Format the data below as a numbered list, omitting any blank lines.

** start of Extracted information **

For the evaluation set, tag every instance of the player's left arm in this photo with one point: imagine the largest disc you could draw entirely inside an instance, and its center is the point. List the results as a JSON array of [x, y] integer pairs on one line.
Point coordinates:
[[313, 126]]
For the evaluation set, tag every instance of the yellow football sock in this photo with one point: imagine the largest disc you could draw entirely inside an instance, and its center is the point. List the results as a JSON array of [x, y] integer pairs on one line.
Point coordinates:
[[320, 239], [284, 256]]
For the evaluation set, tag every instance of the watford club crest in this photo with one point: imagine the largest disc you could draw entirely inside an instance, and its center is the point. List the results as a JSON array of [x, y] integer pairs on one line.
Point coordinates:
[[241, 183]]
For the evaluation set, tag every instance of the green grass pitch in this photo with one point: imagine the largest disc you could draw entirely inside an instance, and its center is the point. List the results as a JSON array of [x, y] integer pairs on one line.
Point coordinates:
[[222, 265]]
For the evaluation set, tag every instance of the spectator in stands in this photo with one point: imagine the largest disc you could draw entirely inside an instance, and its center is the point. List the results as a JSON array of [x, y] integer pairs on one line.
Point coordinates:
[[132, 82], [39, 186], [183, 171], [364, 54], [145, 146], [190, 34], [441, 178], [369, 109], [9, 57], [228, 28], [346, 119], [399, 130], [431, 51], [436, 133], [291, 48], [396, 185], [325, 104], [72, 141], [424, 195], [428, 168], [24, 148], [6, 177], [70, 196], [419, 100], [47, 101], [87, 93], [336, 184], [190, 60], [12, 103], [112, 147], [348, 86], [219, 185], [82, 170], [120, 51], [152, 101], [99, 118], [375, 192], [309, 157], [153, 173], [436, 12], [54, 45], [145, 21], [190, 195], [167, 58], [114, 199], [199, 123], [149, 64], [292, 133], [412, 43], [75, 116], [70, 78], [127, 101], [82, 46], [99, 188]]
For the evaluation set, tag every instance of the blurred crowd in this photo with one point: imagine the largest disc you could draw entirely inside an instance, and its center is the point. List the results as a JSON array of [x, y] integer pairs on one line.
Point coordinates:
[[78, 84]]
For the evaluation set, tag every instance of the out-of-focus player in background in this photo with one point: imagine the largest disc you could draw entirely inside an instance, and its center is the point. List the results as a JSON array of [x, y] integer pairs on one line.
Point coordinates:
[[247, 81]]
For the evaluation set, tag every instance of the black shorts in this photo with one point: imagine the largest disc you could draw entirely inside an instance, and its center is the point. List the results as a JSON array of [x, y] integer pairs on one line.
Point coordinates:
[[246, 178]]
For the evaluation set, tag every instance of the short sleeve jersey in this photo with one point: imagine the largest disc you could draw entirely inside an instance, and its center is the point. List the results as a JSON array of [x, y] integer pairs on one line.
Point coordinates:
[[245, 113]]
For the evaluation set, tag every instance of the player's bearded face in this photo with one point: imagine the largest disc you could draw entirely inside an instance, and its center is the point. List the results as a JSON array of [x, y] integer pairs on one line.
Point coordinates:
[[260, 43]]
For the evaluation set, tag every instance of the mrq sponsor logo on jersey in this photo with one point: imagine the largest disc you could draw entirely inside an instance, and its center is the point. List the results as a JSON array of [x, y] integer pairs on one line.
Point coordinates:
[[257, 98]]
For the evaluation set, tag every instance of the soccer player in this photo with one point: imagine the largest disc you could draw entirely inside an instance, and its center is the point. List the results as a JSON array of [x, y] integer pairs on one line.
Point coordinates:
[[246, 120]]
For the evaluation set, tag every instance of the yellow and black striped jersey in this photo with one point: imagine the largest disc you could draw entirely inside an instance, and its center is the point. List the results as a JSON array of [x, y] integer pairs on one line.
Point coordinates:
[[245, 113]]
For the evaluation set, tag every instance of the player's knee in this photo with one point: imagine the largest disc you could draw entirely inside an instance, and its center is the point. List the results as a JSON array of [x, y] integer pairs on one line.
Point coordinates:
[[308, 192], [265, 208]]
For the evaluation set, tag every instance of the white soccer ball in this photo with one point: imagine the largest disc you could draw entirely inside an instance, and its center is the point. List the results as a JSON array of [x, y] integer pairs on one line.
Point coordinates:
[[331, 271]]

** end of Extracted information **

Task solution.
1. For the evaluation set, tag every instance of the player's left arm in this photo with one point: imagine the largest disc you could draw entirely inside an instance, and its center is the point. List the results as a JSON array of [x, y] integer pairs on one line.
2. Point coordinates:
3. [[313, 126]]
4. For the evaluation set, tag every instance of the yellow football sock in this photo with one point: imagine the largest disc you could draw entirely inside an instance, and its center is the point. List the results as a JSON array of [x, y] integer pairs on one line.
5. Point coordinates:
6. [[320, 239], [284, 256]]
7. For the evaluation set, tag every instance of the watford club crest in this photo with one point: imagine the largest disc you could draw entirely inside an instance, and its center is the point. List the results as a JSON array of [x, y] integer pairs on one line.
8. Point coordinates:
9. [[241, 183]]
10. For the evaluation set, tag every instance of the green grass pitch in this photo with one point: imagine the largest disc you could draw entirely inside an instance, and its center is the point. List the results as a JSON array of [x, y] integer pairs on one line.
11. Point coordinates:
12. [[222, 265]]
13. For the evaluation set, tag every instance of the spectator in stands in this photo with one point: imagine the largest disc you could draw entirely inside an instance, and its center is the point. List the results as a JSON array of [x, y] integer pairs on one line.
14. Point coordinates:
15. [[132, 82], [39, 186], [183, 171], [364, 54], [145, 146], [190, 34], [441, 178], [369, 109], [9, 57], [228, 28], [346, 119], [399, 130], [431, 51], [436, 133], [291, 48], [396, 185], [325, 104], [72, 141], [424, 195], [428, 168], [24, 148], [6, 177], [70, 196], [419, 100], [47, 101], [87, 93], [336, 184], [190, 60], [12, 103], [112, 147], [348, 86], [219, 185], [82, 170], [120, 51], [152, 101], [99, 118], [375, 192], [309, 157], [153, 173], [436, 12], [54, 45], [145, 21], [190, 195], [167, 58], [114, 199], [199, 123], [149, 64], [292, 133], [412, 43], [75, 116], [70, 78], [127, 101], [82, 46], [99, 188]]
16. For the evaluation set, tag every instance of the blurred crowd in this photo with one point: imagine the largest disc you could draw entirely inside an instance, and its center is the point. List the results as a JSON array of [x, y] integer pairs on one line.
17. Point coordinates:
18. [[78, 84]]
19. For the evaluation set, tag every instance of the out-of-focus player in background in this photo with one point: imagine the largest disc you could draw entirely inside an instance, and its center is the point. List the results as a JSON array of [x, y] integer pairs on one line.
20. Point coordinates:
21. [[247, 81]]
22. For the evaluation set, tag every instance of the black shorts in this photo with one point: imagine the largest disc you could draw entirely inside an instance, and its center is the point. List the results as a JSON array of [x, y] integer pairs on one line.
23. Point coordinates:
24. [[246, 178]]
25. For the evaluation set, tag every instance of the short sleeve jersey in this photo with one point: imagine the largest disc you could draw entirely inside an instance, and its center is the point. List the results as a JSON array of [x, y] integer pairs on one line.
26. Point coordinates:
27. [[245, 113]]
28. For the evaluation set, tag every instance of the player's bearded face in this photo with one point: imagine the largest disc you could draw entirely inside an instance, and its center is the point. List the results as a JSON array of [x, y] integer pairs on one line.
29. Point coordinates:
30. [[260, 43]]
31. For the evaluation set, tag every instance of the mrq sponsor logo on jersey in this photo with one point: imagine the largest disc you could draw entirely inside an instance, and its center is the point. List the results as a JSON array of [x, y] integer pairs on one line.
32. Point coordinates:
33. [[257, 98]]
34. For the evaluation set, tag every instance of the soccer player in this photo with one point: imagine the largest disc you could draw entirely inside an instance, and its center is the point. List the results as a JSON array of [x, y] integer pairs on one line.
35. Point coordinates:
36. [[246, 120]]
37. For the evaluation set, tag every instance of the yellow and black striped jersey in this photo with one point: imagine the largest disc you could draw entirely inside an instance, and its center is the point. List the results as a JSON array of [x, y] integer pairs on one line.
38. Point coordinates:
39. [[245, 113]]
40. For the evaluation set, tag every instance of the player's knee in this photo with one point: imagine the largest disc you could draw entirely inside an instance, and its center is the point. List the results as a JSON array of [x, y] integer pairs on one line.
41. Point coordinates:
42. [[308, 192], [265, 208]]
43. For the evaluation set, tag every instance of the white soccer ball in this photo with one point: imagine the largest disc you could draw entirely inside an instance, and its center is the point. List the results as a JSON array of [x, y] integer pairs on one line.
44. Point coordinates:
45. [[331, 271]]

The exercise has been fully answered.